Written instruction –
Please copy out all of the material below word for word, keeping every line unchanged.

[Begin Items]

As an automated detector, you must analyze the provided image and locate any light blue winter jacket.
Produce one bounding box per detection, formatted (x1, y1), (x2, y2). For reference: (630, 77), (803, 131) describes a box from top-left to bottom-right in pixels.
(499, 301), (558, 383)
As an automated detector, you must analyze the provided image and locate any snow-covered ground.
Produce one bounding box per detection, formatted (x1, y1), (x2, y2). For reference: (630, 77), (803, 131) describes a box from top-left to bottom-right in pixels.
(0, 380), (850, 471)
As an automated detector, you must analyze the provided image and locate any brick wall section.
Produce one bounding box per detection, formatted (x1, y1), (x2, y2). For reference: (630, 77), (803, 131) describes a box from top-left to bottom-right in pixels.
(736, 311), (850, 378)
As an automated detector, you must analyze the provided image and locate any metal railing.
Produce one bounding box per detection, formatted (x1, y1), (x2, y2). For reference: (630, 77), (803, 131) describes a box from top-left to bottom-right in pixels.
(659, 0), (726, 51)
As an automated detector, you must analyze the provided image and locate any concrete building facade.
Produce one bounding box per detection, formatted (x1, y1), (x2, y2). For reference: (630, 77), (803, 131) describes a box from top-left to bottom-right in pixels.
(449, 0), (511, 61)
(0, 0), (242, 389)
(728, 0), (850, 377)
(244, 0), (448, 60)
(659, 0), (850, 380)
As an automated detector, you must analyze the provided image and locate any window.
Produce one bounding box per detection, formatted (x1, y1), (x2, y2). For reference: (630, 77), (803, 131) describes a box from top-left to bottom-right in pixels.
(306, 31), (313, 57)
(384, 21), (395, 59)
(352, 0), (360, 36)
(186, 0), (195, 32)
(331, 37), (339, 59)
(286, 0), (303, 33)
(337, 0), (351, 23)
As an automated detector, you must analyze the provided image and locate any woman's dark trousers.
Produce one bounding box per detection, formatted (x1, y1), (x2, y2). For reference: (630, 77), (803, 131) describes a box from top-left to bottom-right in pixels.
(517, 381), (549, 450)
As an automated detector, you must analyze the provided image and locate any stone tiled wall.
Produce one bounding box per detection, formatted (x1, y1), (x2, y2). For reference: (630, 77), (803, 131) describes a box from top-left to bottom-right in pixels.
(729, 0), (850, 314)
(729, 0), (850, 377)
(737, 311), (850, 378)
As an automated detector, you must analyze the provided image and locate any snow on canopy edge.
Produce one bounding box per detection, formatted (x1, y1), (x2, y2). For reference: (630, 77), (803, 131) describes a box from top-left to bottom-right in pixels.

[End Items]

Result below –
As an automated detector, you must analyze the provided image and locate any light blue winter jacket.
Produce one bounding box per detection, formatted (x1, y1), (x2, y2). For reference: (630, 77), (803, 131) describes a box from top-left to bottom-right in pixels.
(499, 301), (558, 383)
As an automated detector, you must analyze the provided image and locate any snow-covered ground.
Produce one bounding box per detection, formatted (x1, y1), (x2, y2). For reference: (630, 77), (803, 131) describes a box from top-left to bottom-right in pixels.
(0, 380), (850, 471)
As an automated detector, you must analyze the provided image and locate any brick wall section.
Produce one bounding box per detection, formatted (x1, y1), (x2, y2). For reference: (630, 77), (803, 131) describes a box from top-left to bottom-right in pixels.
(736, 311), (850, 378)
As an automated detector, you must analyze the provided image and locate any metal railing.
Produce one bounding box per detection, formatted (x1, y1), (x2, y2). For reference: (630, 77), (803, 131) describes a box from top-left to bottom-right in pixels.
(659, 0), (726, 51)
As an automated detector, you must analyze the provided image and locate any concrete building facade.
Produce one bounding box per detection, formatted (x1, y1), (x2, y2). For reference: (630, 77), (803, 131) describes a box from top-left to bottom-right in pixels.
(449, 0), (511, 61)
(0, 0), (242, 389)
(728, 0), (850, 377)
(244, 0), (448, 60)
(659, 0), (850, 380)
As an automated detector, you must analyze the provided image and locate any window.
Produce one bounding box per detection, formatted (x1, y1), (x2, y2). For reference: (630, 77), (803, 131) describes a box from top-left to bottom-right in pixels.
(306, 31), (313, 57)
(384, 21), (395, 59)
(352, 0), (360, 36)
(186, 0), (195, 32)
(331, 37), (339, 59)
(286, 0), (303, 33)
(337, 0), (351, 23)
As an automated detector, you must analyze the provided image and locate any woman's dark trousers.
Produce one bounding box per detection, formatted (x1, y1), (x2, y2). For reference: (630, 77), (803, 131) describes a box from top-left to bottom-right in pixels.
(517, 381), (549, 450)
As an automated detector, you must analyze the provided image and locate any stone tiled wall.
Produce one bounding box per detection, formatted (x1, y1), (x2, y2). For reference: (630, 77), (803, 131) describes a box from top-left to bottom-right in pixels.
(729, 0), (850, 314)
(729, 0), (850, 377)
(737, 311), (850, 378)
As an automated detector, you must analyze the provided image and locate any snow on canopy edge.
Produce one bounding box per detection, formatted (x1, y1), (x2, y2). For reference: (630, 77), (803, 131) describes a box from top-left to bottom-right in pixels.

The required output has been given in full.